WHAT TO WORK ON: Below is a passage about lawsuits over the NIH's responses to Freedom of Information Act requests. Continue that passage from where it stops.

SOURCE DOCUMENT:

Segment Open

These two news sites are not alone.
Both liberal organizations—such as the Center for Food Safety—and conservative groups—such as Judicial Watch—have had to sue the NIH to understand its funding for gain-of-function studies. Meanwhile, other public interest groups such as Knowledge Ecology International and Public Citizen have sued the NIH to uncover its role in developing COVID-19 pharmaceutical therapies. These requests are important because taxpayers helped subsidize vaccines for which we are now paying top dollar.
Even when the NIH does respond to FOIA requests, it does not always disclose much. In the article about Dr. Fauci's emails, Buzzfeed reported this summer that the documents the agency released were "just a portion of what was requested, and they are filled with redactions, making them an incomplete record of the time period and Fauci's correspondence."
In one example, the NIH redacted part of an email citing exemption B7, which is an exemption for "law enforcement purposes." However, when senators on an investigative committee requested similar records from the agency, that same passage of the email was unredacted, exposing what the agency exempted for "law enforcement purposes." In the email, Peter Daszak of the EcoHealth Alliance told Fauci about the "work we've been doing in collaboration with Chinese virologists."
Upset that the NIH was using exemptions to hide embarrassing information, senators pointed out that the paragraph does not appear to contain any information that "could reasonably be expected to interfere with [law] enforcement proceedings."
In fact, a small nonprofit called U.S. Right to Know hired an attorney to sue the NIH for withholding documents by citing law enforcement purposes. "We want to know whether the US or Chinese governments, or scientists affiliated with them, are concealing data about the origins of SARS-CoV-2, or the risks of biosafety labs and gain-of-function research," the group announced when filing its lawsuit.

Segment Closed

MATERIAL SHOWN:
Segment Open

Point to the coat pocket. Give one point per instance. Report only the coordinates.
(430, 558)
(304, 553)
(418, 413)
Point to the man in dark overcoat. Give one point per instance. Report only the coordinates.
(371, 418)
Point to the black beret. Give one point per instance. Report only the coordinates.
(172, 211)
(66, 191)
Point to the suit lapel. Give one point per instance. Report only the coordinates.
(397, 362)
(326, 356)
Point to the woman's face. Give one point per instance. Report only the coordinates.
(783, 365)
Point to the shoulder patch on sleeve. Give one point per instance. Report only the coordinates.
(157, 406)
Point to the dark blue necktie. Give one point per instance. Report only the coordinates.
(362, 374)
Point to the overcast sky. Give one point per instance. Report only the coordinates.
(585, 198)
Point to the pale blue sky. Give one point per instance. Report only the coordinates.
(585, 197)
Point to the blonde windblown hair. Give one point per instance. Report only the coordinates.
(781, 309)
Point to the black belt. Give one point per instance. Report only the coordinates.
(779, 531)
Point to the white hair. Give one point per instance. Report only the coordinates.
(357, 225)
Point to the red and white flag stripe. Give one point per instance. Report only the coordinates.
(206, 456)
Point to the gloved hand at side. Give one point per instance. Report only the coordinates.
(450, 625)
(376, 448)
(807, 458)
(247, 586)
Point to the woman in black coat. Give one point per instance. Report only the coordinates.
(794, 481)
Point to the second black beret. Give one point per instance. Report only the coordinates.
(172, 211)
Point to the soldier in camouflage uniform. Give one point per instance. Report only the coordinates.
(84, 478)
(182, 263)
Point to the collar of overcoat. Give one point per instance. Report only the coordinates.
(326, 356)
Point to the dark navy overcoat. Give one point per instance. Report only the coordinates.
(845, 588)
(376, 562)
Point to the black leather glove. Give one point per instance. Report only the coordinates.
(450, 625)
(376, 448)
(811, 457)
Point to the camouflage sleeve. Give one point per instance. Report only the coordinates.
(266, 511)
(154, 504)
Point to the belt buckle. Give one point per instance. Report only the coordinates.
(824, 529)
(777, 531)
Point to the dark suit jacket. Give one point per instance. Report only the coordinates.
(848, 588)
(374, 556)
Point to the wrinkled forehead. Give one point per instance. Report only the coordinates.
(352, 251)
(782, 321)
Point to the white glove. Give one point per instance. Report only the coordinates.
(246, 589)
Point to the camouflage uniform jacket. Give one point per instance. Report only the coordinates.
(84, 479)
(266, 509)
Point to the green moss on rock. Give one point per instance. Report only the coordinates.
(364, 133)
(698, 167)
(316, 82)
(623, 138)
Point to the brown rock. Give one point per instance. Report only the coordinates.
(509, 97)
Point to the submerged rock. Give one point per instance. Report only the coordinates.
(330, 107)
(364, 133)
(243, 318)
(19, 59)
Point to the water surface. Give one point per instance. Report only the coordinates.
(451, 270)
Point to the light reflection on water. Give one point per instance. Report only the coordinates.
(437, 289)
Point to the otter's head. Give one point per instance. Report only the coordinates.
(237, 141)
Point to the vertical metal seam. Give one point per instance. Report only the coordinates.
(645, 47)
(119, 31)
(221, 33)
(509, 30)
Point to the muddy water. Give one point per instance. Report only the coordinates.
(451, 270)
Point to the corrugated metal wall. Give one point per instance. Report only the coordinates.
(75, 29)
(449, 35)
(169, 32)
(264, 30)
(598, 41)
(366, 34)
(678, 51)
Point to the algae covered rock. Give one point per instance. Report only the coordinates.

Segment Closed

SOLVED EXERCISE:
We all pay extra when anyone sues the government. The process sucks up court time and expenses, and forces lawyers at the Department of Justice to get involved and collect agency documents. It would all be cheaper and faster if the NIH simply followed the law in the first place.
In 2016, the Government Accountability Office (GAO) examined how much it costs taxpayers when an agency ignores a FOIA demand, forces litigation, loses and has to pay the plaintiff's attorneys fees in addition to its own lawyers' time spent fighting the litigation. GAO found that the data is not tracked well enough to provide a definitive answer, but with the taxpayer potentially on the hook for both sides of the court battles, the cost adds up fast. In one subset of agencies and lawsuits with enough data to track, GAO found that for 57 lawsuits which the government lost, taxpayers paid $1.3 million between 2009 and 2014.
In short, we are all losing. Americans pay far too much to force agencies like the NIH to be transparent. Holding them accountable through litigation remains hard, but important work.
Jason Foster is the founder and president of Empower Oversight, a nonprofit, nonpartisan educational organization dedicated to enhancing independent oversight of government and corporate wrongdoing. Foster was previously chief investigative counsel to then-Senate Judiciary Committee Chairman Chuck Grassley (R-IA) and spent 22 years as a congressional investigator.
The views expressed in this article are the writer's own.